Return, word for word, the lines of the listing below, from the line containing "In this exercise you will locate the stone" through the line containing "point(279, 384)", inclusive.
++++++++++
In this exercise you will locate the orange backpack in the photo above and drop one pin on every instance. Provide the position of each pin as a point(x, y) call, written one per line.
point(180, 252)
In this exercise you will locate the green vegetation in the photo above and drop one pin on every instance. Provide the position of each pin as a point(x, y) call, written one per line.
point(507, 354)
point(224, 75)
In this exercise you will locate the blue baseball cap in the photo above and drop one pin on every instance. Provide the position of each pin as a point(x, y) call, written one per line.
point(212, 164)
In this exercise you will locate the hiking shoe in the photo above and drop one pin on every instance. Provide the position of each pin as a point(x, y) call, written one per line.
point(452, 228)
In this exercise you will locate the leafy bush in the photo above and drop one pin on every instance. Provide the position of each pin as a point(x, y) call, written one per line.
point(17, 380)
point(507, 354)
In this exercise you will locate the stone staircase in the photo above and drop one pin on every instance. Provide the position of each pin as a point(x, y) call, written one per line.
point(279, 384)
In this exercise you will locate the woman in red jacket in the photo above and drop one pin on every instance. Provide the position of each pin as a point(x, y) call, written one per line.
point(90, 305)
++++++++++
■ The output ■
In this exercise you will locate the stone staircase in the photo above and drop one pin on every instance. Provide the position of each pin as a point(x, y) call, written one per line.
point(279, 384)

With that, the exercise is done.